▸ PAGE EXTRACT:

The seeds within the berries are very tiny and patience is called for in squeezing them out of the berries and planting them. If possible, use dark colored paper towels to squeeze the berries on, plus a magnifying glass and tweezers to pick out the seeds with. I put the freshly cleaned seeds into a little cup with distilled water overnight, then sprinkle them onto moistened planting media the next day. It's tedious work, but you won't regret it when you see amazingly diminutive Caladium seedlings sprouting from those tiny seeds. You should have your planting containers ready to receive the seeds. I recommend using the clear plastic containers you sometimes get take-out food in, but make sure you punch holes in the bottoms for drainage and use a fine grade of planting media. These serve well as community pots. Oh, and don't forget to label your community planter with the parentage and date of your cross. If you get something exceptional out of it, you might want to duplicate the cross at a later date.
When do I see colors?
As your seeds germinate, all the little seedlings well start out green with cute little round heart-shaped leaves. You don't see much in the way of colors until they've grown for 6 months to a year after they germinate. It may be two years before they are large enough to show their unique distinguishing colors. You'll have that long to figure out how you are going to grow out the hundreds (yes, hundreds!) of little Caladium plants you will produce. Be ready for more success than you can imagine. When I did this the first time, I pollinated a couple of inflorescences only, just to get the hang of it. If you do a lot of them, you could have your hands really full! In any event, share pictures of your new creations with your friends at Dave's Garden so we can celebrate your achievement with you. Perhaps at that time you'll decide it's time for a Caladium Roundup!
LariAnn has been gardening and working with plants since her teenage years growing up in Maryland. Her intense interest in plants led her to college at the University of Florida, where she obtained her Bachelor's degree in Botany and Master of Agriculture in Plant Physiology. In the late 1970s she began hybridizing Alocasias, and that work has expanded to Philodendrons, Anthuriums, and Caladiums as well. She lives in south Florida with her partner and son and is research director at Aroidia Research, her privately funded organization devoted to the study and breeding of new, hardier, and more interesting aroid plants.

▸ INFORMATION PROVIDED:
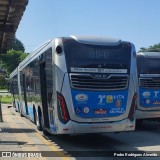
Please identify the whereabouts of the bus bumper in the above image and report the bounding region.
[136,109,160,119]
[58,119,135,134]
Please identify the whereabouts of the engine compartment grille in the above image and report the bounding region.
[139,77,160,88]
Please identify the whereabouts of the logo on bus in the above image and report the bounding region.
[142,91,151,97]
[75,94,88,102]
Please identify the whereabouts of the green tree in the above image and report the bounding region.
[1,50,28,74]
[9,37,25,52]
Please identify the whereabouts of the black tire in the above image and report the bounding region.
[34,112,42,131]
[136,119,143,128]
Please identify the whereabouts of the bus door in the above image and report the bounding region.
[21,73,28,115]
[40,61,49,128]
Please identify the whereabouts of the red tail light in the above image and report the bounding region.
[128,93,137,121]
[57,92,70,124]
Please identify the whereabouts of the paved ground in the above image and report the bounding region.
[0,105,72,160]
[0,105,160,160]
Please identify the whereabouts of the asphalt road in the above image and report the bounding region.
[1,104,160,160]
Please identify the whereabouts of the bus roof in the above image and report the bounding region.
[137,52,160,58]
[71,36,121,46]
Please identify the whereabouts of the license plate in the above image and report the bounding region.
[95,110,107,114]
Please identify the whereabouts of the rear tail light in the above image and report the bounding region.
[128,93,137,121]
[57,92,70,124]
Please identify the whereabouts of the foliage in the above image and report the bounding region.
[0,50,28,74]
[1,96,13,103]
[140,43,160,52]
[0,74,7,88]
[9,37,25,52]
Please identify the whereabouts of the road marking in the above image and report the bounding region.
[16,112,70,160]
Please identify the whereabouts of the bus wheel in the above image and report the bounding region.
[41,116,49,136]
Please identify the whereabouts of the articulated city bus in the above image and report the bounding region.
[136,52,160,122]
[10,36,137,134]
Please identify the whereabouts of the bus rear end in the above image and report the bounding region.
[136,52,160,120]
[55,37,136,134]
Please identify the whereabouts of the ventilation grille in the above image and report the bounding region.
[139,78,160,88]
[70,74,128,90]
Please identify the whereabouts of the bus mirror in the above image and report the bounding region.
[56,46,62,55]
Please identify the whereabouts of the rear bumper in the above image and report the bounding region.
[57,119,135,134]
[136,109,160,119]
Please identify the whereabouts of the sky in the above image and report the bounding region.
[16,0,160,53]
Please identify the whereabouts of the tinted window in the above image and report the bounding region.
[63,40,131,72]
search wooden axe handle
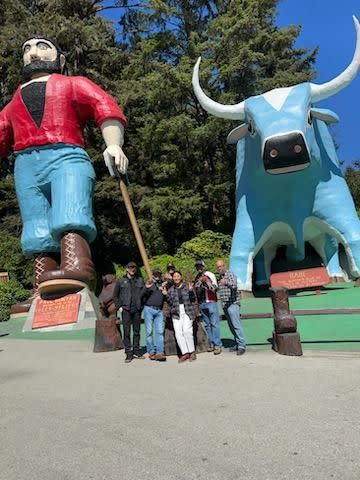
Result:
[119,179,152,279]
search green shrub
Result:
[0,235,32,287]
[0,280,29,322]
[176,230,231,259]
[114,230,231,278]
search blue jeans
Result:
[15,144,96,255]
[200,302,222,347]
[144,305,164,353]
[224,303,246,350]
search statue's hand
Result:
[103,145,129,175]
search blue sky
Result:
[277,0,360,164]
[103,0,360,164]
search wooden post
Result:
[270,287,303,356]
[94,318,124,353]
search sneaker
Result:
[125,353,133,363]
[155,353,166,362]
[134,353,145,360]
[178,353,190,363]
[189,352,196,362]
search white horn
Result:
[192,57,245,120]
[310,15,360,102]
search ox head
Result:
[193,17,360,174]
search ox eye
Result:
[248,122,256,137]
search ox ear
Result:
[226,123,249,145]
[310,108,339,123]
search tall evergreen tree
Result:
[0,0,316,282]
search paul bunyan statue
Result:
[0,35,128,313]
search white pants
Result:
[173,304,195,355]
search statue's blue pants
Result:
[15,144,96,255]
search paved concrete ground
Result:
[0,337,360,480]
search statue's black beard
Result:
[23,55,61,80]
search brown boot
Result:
[40,232,95,284]
[11,253,59,314]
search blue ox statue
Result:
[193,17,360,290]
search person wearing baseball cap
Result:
[195,259,222,355]
[142,268,166,362]
[114,261,145,363]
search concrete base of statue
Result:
[23,287,100,332]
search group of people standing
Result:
[113,260,246,363]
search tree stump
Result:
[94,318,124,353]
[270,287,302,356]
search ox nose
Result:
[263,132,310,174]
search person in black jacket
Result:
[143,268,166,362]
[163,271,196,363]
[114,262,145,363]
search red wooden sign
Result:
[32,293,81,329]
[270,267,330,290]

▸ TASK DETAILS:
List every kind of plant the Caladium seed extract says LariAnn hybridizes.

▸ RESPONSE AREA:
Alocasias, Philodendrons, Anthuriums, Caladiums